- [Task] Extract every record, keeping each one exactly as it is.

- [Extracted data entries]
################

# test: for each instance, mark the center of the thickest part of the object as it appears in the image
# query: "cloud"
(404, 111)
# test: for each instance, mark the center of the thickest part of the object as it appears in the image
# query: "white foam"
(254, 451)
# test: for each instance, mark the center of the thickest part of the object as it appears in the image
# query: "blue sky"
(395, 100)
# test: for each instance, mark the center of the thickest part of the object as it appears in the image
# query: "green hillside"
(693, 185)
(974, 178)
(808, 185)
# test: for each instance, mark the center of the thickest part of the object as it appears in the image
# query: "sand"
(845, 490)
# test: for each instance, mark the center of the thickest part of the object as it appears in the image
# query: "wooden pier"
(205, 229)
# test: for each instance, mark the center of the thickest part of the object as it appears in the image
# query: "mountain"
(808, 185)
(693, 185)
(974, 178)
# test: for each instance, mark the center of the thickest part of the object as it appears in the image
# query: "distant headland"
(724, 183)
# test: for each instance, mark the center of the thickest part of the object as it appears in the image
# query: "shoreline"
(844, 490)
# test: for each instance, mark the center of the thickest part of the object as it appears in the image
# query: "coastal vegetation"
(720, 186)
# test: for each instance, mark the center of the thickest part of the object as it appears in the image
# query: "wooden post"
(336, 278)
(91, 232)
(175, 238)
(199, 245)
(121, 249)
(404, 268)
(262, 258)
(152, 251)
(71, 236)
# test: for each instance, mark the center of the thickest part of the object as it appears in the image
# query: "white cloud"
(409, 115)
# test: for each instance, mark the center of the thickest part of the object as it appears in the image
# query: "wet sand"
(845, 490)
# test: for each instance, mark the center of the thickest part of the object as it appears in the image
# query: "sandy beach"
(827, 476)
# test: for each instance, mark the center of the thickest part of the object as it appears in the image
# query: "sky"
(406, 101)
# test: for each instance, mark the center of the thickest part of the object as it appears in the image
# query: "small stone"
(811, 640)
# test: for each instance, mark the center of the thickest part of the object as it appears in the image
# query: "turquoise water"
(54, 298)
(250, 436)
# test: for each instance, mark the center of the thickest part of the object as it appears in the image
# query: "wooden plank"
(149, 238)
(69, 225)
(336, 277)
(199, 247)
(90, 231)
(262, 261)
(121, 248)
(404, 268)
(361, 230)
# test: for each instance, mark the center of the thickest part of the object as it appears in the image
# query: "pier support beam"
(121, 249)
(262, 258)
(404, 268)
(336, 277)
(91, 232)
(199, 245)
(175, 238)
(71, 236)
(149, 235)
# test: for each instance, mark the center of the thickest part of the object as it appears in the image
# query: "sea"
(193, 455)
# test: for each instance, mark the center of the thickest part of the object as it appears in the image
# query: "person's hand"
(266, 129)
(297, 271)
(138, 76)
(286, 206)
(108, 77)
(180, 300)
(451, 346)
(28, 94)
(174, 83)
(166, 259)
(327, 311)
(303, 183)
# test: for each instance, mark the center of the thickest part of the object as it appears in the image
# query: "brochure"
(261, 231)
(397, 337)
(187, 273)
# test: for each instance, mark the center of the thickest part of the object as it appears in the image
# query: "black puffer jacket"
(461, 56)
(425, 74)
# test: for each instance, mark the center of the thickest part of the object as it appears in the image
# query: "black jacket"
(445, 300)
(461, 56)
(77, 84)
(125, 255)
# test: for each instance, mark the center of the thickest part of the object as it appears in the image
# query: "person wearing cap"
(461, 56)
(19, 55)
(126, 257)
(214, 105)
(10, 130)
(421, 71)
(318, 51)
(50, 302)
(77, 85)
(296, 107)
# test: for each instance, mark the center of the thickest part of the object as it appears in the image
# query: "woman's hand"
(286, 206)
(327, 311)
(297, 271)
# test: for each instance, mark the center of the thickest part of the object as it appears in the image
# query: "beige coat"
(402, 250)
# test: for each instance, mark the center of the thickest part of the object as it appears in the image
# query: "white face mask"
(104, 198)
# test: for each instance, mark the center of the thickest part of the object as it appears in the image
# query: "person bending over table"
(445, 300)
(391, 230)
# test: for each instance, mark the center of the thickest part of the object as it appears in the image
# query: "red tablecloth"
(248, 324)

################

- [Written response]
# test: for each instance, mark the center of the thickest part of the object as it appears in the image
# query: "cloud"
(404, 111)
# test: for each instance, mark the center of the thickest part of the object as it appears in the image
# query: "white foam"
(254, 451)
# test: for each instance, mark the center of the thickest part of the object as it appears in the image
# query: "blue sky"
(395, 100)
# test: for each instance, mark the center of the thickest part of the object as it appears in the image
# query: "green hillside"
(693, 185)
(974, 178)
(808, 185)
# test: for each instance, mark the center of the thickest part of the object as it appears in the image
# query: "sand"
(845, 490)
# test: for each instance, mark the center of the thickest part of the object as it appears in the image
# query: "wooden pier"
(205, 229)
# test: for each instance, mark the center of the thickest part of the object as it appears in the image
# query: "mountain"
(808, 185)
(693, 185)
(974, 178)
# test: for each instance, mark the center of the thickest part of the object as it appears in the image
# query: "distant headland"
(724, 183)
# test: for each instance, mark the center of the thickest part of the object as it appears in the image
# query: "shoreline"
(844, 490)
# test: for each instance, mark the center of the thickest part of the object as it appears in the image
# query: "coastal vegetation"
(720, 186)
# test: for each instance, mark the center of the thickest part of the object as it appears in the image
# query: "wooden post"
(336, 278)
(91, 232)
(175, 238)
(199, 245)
(121, 249)
(404, 268)
(262, 258)
(152, 251)
(71, 236)
# test: for each instance, mark the center of the thickest part of the object as it appears in the image
# query: "white cloud"
(409, 115)
# test: for each instance, mark the center of the thickest part of the object as it appears in the image
# query: "wet sand"
(845, 490)
# test: for each instance, mark the center of the thickest part of the object as it appears in the image
# query: "sandy beach"
(827, 476)
# test: for each instance, mark the center of the thickest part of the object as it appears in the image
# query: "sky"
(406, 101)
# test: for each instance, mark the center of the thickest part of the object as it appears in the image
# query: "small stone"
(811, 640)
# test: for each instance, mark the center of the thickest part of the object as it appears in the image
# query: "turquoise water"
(54, 298)
(250, 436)
# test: for each instance, mark the center of the thickest part of the object as it appears in the image
# query: "wooden plank"
(149, 238)
(69, 225)
(336, 277)
(199, 247)
(90, 231)
(262, 261)
(121, 248)
(404, 268)
(361, 230)
# test: for each instance, mark the center of the thickest part of the object as it appears in the image
# query: "pier support beam"
(121, 249)
(262, 258)
(404, 268)
(336, 277)
(91, 232)
(199, 245)
(175, 238)
(71, 236)
(149, 235)
# test: for each instance, mark the center of the thickest part of the object as it appears in the image
# query: "sea"
(193, 455)
# test: for each instance, mark the center of the thickest part of the object as it appears in the image
# query: "person's hand"
(266, 129)
(297, 271)
(138, 76)
(286, 206)
(108, 77)
(180, 300)
(451, 346)
(28, 94)
(174, 83)
(166, 259)
(327, 311)
(303, 183)
# test: for each instance, mark the center of the thickest part of the object as it appears in the image
# query: "brochure"
(261, 231)
(397, 337)
(187, 273)
# test: for each instance, mark the center of the thickest part of the object as it appears in the image
# query: "black puffer jacket"
(461, 56)
(425, 74)
# test: for each instance, mark the center of the thickest part of the object as it appears in the image
# query: "black jacket"
(445, 300)
(461, 56)
(77, 84)
(125, 255)
# test: for each instance, mark the center of the thickest part of the object as it appears in the image
# query: "person wearing cap"
(461, 56)
(19, 55)
(126, 257)
(214, 105)
(10, 130)
(421, 71)
(318, 51)
(50, 302)
(77, 85)
(296, 107)
# test: for each instance, mark the center of the thickest part of the object as it appears in the image
# query: "woman's hand"
(286, 206)
(327, 311)
(297, 271)
# test: for each instance, mark the center of the thickest part of the object as it appears in the image
# query: "beige coat"
(402, 250)
# test: for each instance, mark the center of the thickest part of the object as it appears in the image
# query: "white face mask"
(104, 198)
# test: for each instance, mark the center of the thickest part of the object as it appears in the image
# query: "person bending over table"
(445, 300)
(391, 230)
# test: for each instance, mark the center of the thickest part of the object as it appears in the image
# query: "red tablecloth"
(248, 324)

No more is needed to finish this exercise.